→ **Page excerpt**:

We try to help in these situations, however ineptly or ungraciously, because Jesus calls us to do what he does. He reminds us that we have received without payment; now we must give without payment. As a cheesy American film put it some years ago, our task is to pay it forward.

 

And the amazing thing is that it seems to come naturally to do so. In a disaster we rally round and make sacrificial offerings of time, goods and money. Even here, in peaceful Primrose Hill, we have helped collect and deliver clothing for refugees in Calais, demonstrated against payday lenders, and offered hospitality to the cold weather shelter guests. We do these things because the kingdom of God has come near, and that is how citizens of the kingdom live. We live in love because God is love and God lives in us.

 

Several years ago, I attended emergency planning training for Camden faith leaders, and I got my hi-vis jacket and learned how I should pack a rucksack with water, snacks and a notebook, and wait to be telephoned with instructions in case of a major incident. God forbid that a disaster like Westminster or London Bridge or Grenfell Tower should befall us here, but if it did I know that this community would rise to the occasion. I know that we would open our pockets, our homes and our hearts.

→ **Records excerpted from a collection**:
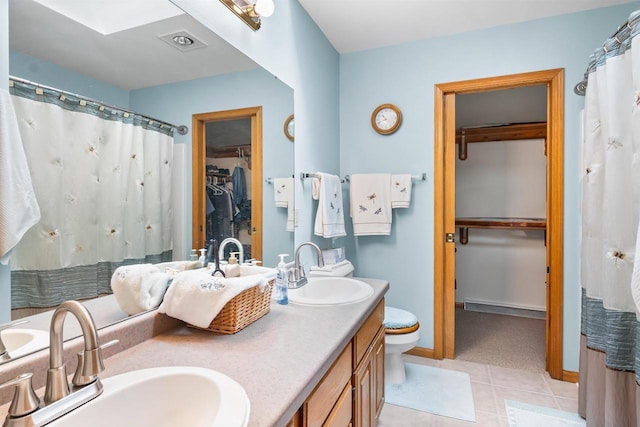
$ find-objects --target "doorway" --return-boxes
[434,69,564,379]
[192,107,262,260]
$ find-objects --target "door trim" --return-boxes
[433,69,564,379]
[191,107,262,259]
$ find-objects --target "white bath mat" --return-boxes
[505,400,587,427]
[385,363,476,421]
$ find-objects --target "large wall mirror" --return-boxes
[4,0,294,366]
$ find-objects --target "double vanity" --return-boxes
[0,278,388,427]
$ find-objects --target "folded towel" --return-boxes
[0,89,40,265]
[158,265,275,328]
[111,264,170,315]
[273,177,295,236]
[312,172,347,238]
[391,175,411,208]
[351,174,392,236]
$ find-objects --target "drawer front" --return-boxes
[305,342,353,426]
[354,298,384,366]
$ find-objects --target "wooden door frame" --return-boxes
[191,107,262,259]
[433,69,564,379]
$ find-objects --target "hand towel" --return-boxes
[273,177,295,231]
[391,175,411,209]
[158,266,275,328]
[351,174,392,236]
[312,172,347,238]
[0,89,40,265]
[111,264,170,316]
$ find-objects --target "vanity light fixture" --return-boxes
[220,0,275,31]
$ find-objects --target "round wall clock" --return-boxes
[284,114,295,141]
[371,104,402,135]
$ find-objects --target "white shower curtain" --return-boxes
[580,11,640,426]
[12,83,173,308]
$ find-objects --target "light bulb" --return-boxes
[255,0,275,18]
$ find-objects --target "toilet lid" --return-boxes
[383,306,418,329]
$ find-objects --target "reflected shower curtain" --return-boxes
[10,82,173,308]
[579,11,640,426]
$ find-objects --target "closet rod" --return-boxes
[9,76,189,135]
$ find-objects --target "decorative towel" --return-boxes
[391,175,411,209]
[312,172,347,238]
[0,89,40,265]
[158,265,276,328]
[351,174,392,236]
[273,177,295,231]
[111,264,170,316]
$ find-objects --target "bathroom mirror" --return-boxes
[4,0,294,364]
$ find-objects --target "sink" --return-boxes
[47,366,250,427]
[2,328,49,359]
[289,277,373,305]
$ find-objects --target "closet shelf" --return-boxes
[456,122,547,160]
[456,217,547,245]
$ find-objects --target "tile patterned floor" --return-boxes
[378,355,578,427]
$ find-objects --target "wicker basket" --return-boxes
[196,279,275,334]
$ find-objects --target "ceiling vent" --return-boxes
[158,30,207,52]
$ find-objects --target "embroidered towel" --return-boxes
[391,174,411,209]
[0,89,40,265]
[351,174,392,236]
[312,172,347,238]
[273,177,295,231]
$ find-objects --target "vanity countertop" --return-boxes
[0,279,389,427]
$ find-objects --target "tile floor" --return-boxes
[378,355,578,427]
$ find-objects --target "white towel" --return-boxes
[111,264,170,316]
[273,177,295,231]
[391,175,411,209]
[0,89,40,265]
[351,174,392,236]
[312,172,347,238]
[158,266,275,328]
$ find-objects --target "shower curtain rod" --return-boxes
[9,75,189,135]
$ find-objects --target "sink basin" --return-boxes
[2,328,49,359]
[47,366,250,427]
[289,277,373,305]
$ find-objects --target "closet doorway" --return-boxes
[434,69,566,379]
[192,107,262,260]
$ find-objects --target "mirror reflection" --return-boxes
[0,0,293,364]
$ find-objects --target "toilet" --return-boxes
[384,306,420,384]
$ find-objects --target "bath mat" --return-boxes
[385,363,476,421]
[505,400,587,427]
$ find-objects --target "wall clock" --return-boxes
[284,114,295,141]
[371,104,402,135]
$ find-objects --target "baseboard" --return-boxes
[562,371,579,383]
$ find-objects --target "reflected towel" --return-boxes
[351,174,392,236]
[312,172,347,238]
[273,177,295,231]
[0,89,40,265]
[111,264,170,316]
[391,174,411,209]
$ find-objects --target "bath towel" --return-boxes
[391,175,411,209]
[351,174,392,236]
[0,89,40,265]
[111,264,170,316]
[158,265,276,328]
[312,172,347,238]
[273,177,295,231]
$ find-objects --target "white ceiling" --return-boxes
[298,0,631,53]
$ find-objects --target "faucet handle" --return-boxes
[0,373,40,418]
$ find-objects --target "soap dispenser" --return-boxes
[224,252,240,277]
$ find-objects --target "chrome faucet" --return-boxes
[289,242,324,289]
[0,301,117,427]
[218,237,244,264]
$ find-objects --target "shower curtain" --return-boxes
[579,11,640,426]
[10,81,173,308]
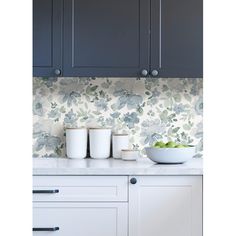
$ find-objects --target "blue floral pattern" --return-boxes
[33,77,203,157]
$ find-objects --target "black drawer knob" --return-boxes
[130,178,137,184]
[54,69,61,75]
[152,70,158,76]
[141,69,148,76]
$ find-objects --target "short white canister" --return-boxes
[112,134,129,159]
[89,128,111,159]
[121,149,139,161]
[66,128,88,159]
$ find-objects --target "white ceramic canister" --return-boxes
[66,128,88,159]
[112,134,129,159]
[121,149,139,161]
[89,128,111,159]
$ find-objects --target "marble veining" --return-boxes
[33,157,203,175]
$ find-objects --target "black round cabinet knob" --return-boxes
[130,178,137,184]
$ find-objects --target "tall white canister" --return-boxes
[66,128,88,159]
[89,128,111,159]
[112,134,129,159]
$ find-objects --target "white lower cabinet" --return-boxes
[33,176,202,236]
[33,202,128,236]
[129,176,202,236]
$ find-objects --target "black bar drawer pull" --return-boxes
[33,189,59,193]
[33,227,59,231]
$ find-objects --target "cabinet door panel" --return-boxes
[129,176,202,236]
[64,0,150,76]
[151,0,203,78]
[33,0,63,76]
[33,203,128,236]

→ **Your instructions**: According to the page excerpt, what should a rucksack be packed with during the emergency planning training for Camden faith leaders?

→ **Solution to this task**: Water, snacks and a notebook.